### Document excerpt:
####################

Harvard’s FAS scheduling rules require that:

  • Courses meeting more than once per week shall be scheduled in the Monday-Wednesday-Friday (MWF) sequence or the Tuesday-Thursday (TT) sequence.
  • No class shall start at a time other than the designated class start times.
  • Each department must ensure that courses are balanced between MWF and TT sequences, with no more than a two-course difference between them.
  • Each department must ensure the difference between the most and least used start times must not exceed two courses.
  • Members of the voting faculty are not allowed to teach Tuesdays from 3:00pm to 5:00pm as that would conflict with FAS faculty meetings.

In addition, the Department of History will seek to accommodate faculty preferences to the greatest extent possible. This will be accomplished by polling faculty members about their preferences ahead of each semester. In the poll, faculty will be asked to rank their slot preferences for each course.

It is unlikely that all of their first preferences could be accommodated while also fulfilling the new regulations. Finding the best solution can be formulated as a combinatorial optimisation problem, specifically a variant of the generalized assignment problem. The goal is to assign each course to a time slot such that all constraints are satisfied and faculty preferences are considered to the maximum extent possible.

####################

### Short problem A:
In the course scheduling passage, why may members of the voting faculty not teach on Tuesdays from 3:00pm to 5:00pm?
### Short problem B:
Pick up the course scheduling passage after its final sentence and continue it.

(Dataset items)
####################

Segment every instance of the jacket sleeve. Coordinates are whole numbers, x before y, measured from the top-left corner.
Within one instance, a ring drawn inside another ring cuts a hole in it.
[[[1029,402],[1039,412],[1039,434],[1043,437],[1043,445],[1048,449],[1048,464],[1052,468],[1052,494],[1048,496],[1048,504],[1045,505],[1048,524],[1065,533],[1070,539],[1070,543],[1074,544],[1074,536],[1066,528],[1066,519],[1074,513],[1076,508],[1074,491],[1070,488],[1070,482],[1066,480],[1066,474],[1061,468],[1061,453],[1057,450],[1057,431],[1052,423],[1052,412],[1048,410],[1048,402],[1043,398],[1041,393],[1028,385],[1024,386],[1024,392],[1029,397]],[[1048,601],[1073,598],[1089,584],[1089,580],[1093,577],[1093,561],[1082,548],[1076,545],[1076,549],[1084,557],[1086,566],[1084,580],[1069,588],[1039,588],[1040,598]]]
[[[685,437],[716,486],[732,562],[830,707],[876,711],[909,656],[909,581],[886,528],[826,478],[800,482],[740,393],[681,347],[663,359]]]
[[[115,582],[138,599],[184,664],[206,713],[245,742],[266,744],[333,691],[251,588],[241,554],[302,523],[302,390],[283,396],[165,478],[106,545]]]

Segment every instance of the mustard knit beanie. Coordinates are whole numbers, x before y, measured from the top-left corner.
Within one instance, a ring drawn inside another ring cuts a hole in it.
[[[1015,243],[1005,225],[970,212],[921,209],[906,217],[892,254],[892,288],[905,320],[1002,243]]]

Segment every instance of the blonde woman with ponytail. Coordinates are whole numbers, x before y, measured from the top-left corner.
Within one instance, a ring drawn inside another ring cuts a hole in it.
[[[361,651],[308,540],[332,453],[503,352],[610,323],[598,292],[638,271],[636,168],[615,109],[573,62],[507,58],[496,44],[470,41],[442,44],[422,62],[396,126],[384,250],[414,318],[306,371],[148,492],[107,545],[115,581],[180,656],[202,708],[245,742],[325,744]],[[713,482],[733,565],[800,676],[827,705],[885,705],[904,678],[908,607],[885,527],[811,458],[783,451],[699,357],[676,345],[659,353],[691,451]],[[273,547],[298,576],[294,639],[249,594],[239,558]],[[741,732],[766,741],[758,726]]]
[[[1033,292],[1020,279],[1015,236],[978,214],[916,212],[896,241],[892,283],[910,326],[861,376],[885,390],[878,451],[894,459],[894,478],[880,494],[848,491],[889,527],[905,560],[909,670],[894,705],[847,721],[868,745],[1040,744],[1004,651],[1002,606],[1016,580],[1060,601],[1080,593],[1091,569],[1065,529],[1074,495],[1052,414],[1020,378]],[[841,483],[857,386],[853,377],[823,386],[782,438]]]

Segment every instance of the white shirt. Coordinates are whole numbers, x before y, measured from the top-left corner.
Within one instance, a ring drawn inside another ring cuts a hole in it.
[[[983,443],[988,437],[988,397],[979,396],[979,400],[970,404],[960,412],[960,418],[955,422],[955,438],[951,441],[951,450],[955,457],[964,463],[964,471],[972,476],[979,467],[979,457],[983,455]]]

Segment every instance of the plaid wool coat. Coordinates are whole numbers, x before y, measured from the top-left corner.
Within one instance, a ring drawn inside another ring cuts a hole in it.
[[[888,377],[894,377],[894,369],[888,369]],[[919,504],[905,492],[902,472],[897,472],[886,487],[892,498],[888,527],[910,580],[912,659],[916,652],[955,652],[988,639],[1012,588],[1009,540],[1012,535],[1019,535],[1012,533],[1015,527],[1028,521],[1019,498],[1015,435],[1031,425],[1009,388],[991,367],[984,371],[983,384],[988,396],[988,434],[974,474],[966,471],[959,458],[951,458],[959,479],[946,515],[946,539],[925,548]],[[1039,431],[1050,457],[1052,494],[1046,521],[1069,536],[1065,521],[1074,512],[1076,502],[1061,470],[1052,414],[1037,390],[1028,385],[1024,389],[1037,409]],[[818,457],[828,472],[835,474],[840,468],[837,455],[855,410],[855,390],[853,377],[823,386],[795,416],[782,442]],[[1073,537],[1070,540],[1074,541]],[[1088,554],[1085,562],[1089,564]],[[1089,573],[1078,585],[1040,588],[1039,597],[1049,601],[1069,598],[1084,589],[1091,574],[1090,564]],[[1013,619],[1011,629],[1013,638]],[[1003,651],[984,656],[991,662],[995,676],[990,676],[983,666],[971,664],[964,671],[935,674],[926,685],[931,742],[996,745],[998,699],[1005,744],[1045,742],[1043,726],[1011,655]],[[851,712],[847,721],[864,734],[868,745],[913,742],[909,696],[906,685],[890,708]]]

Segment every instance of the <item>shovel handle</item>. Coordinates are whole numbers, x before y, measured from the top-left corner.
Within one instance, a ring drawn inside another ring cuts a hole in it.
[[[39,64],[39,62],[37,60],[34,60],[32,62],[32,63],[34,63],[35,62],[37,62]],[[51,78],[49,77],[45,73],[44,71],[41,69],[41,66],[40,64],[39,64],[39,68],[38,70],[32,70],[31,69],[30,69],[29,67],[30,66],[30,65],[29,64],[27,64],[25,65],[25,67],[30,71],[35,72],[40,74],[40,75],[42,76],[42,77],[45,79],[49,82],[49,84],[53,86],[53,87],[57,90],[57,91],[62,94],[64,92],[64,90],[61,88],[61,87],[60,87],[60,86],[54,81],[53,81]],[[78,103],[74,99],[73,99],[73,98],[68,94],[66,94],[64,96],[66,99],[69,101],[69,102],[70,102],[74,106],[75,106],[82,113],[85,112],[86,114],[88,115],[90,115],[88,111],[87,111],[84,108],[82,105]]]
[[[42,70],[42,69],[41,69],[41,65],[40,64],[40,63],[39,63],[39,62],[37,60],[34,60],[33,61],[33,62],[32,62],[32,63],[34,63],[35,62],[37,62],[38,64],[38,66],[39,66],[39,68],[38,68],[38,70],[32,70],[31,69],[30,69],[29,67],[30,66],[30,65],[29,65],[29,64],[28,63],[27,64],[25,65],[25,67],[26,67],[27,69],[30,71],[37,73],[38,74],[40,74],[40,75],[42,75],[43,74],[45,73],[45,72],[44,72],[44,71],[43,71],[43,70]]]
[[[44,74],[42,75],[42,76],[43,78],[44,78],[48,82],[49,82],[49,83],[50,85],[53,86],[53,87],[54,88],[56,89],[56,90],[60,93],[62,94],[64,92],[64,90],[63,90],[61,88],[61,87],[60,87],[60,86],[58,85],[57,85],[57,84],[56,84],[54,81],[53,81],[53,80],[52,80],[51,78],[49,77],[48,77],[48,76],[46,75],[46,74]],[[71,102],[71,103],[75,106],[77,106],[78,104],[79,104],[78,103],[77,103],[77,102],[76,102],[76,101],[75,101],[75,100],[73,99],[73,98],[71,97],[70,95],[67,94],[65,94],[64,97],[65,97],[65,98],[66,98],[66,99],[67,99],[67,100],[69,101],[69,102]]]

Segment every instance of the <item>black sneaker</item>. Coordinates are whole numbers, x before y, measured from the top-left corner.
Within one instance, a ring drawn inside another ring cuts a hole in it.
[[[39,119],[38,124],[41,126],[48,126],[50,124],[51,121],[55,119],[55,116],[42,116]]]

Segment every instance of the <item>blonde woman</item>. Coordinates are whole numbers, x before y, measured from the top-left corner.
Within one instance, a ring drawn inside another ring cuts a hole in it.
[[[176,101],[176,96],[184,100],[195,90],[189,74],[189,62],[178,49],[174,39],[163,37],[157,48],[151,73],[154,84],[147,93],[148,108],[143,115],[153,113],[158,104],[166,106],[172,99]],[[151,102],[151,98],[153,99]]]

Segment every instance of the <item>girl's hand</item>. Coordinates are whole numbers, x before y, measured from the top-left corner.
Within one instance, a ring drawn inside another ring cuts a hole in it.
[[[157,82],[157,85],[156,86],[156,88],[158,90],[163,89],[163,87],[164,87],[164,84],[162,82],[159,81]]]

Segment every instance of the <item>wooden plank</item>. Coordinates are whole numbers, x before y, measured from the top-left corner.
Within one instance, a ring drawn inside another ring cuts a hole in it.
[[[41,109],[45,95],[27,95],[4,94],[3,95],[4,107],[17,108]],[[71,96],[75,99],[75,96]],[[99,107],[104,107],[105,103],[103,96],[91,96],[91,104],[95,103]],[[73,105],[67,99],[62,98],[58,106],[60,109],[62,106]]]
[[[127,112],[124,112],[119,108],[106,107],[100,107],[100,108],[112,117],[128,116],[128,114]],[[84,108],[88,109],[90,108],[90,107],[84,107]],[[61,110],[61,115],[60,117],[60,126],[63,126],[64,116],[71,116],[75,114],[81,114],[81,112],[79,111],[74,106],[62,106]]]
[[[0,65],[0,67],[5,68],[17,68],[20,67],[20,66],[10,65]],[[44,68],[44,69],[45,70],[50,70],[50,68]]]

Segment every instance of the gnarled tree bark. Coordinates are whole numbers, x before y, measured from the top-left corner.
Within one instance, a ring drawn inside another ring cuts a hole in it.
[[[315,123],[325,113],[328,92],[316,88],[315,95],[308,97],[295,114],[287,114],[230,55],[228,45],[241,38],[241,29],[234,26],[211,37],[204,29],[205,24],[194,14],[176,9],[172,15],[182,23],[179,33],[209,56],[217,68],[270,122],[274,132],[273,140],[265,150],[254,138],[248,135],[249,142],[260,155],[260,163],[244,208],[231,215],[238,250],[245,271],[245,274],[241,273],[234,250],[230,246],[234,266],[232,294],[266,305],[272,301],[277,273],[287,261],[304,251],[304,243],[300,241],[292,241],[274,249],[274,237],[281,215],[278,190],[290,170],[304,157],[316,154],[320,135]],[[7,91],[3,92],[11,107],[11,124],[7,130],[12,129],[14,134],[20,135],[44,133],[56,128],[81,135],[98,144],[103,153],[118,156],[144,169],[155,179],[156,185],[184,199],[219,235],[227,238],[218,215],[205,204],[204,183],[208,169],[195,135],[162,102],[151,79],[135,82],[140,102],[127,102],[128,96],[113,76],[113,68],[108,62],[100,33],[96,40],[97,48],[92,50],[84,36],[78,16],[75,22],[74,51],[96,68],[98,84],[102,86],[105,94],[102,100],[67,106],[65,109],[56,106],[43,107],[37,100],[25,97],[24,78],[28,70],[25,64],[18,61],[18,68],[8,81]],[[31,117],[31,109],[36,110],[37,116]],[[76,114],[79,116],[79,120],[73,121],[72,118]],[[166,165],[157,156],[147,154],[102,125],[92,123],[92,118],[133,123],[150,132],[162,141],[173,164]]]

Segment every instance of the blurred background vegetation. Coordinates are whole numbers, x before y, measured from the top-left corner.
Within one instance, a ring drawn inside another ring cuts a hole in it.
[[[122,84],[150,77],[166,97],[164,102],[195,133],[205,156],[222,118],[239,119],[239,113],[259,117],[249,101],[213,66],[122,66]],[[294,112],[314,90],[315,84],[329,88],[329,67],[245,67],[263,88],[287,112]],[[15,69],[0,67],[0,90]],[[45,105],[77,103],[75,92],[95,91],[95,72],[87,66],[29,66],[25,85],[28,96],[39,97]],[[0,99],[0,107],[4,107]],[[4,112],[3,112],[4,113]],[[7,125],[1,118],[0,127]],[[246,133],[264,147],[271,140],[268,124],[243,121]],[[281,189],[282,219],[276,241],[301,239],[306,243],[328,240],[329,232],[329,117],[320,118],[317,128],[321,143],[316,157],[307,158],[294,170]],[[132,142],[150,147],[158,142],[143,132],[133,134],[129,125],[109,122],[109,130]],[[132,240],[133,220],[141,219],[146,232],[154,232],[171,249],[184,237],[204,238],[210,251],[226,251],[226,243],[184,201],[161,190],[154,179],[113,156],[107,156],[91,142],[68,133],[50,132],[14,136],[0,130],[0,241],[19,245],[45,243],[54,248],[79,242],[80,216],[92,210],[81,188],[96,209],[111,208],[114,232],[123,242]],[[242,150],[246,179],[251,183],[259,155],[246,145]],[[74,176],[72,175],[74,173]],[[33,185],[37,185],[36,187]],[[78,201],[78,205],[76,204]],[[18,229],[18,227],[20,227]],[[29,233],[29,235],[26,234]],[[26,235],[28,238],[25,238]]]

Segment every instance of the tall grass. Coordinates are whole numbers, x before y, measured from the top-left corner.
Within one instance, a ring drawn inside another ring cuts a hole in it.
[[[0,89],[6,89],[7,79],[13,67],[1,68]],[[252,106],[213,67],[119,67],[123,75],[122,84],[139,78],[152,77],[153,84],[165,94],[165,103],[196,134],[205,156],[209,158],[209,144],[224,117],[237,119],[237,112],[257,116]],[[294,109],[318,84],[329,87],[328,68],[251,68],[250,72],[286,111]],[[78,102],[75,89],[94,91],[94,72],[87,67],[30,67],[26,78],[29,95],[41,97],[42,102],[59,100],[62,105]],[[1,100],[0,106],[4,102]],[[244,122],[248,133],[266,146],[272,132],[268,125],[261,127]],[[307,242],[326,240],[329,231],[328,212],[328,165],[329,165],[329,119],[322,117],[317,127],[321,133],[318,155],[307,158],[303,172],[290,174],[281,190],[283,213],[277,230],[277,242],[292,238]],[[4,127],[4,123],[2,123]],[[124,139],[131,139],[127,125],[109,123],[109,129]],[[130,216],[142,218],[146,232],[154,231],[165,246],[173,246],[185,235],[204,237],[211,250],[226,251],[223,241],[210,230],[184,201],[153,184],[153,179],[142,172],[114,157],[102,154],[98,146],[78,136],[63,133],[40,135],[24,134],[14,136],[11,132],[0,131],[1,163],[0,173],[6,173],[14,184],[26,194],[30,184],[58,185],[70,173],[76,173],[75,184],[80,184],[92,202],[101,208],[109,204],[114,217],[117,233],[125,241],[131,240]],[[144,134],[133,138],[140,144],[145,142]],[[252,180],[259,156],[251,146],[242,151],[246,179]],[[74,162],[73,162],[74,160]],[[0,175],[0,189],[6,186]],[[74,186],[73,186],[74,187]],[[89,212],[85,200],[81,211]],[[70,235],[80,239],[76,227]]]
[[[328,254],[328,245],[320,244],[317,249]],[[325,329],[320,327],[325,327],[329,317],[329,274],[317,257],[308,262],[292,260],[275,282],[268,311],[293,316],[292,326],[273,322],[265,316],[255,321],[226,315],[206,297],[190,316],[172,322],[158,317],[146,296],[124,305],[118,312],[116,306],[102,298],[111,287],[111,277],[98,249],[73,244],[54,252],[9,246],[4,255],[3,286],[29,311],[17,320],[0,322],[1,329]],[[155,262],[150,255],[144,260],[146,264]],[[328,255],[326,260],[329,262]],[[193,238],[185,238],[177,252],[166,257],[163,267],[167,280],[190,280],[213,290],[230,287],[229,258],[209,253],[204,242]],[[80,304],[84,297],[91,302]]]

####################

### Task result A:
Teaching then would conflict with FAS faculty meetings.

### Task result B:
Modelling and mathematical formulation

Let $C = {c_1, c_2, \ldots, c_n}$ be the set of courses to be scheduled and $T = {t_1, t_2, \ldots, t_{10}}$ the set of 10 available time slots between 9:00am and 4:15pm. Here, $c \in C$ and $t \in T$. $M = {t_1, t_3, t_5, t_7, t_9}$ represents the subset of time slots following MWF pattern and $H = {t_2, t_4, t_6, t_8, t_{10}}$ those following TT pattern.

For slot popularity, we use Kendall's Tau distance to find the Kemeny-Young consensus ranking that minimizes disagreement across all faculty preferences.

The satisfaction score $s_{c,t}$ for assigning course $c$ to slot $t$ is calculated as:

$$ s_{c,t} = \begin{cases} 0 & \text{if } p_{c,t} = 0 \text{ (unavailable)} \\ \max\bigl(0,,(5 - p_{c,t}) ;-; \text{popularity}(t) ;+; \epsilon\bigr) & \text{otherwise} \end{cases} $$

where $p_{c,t}\in{0,1,\ldots,10}$ with $p_{c,t} = 0$ meaning “unavailable” and $p_{c,t} = 1$ meaning “most preferred,” up to $10$ (least preferred). The random tie-breaker $\epsilon \sim \text{Uniform}(0.1, 1.0)$ offsets equal preferences, and $\text{popularity}(t)$ is the normalized penalty.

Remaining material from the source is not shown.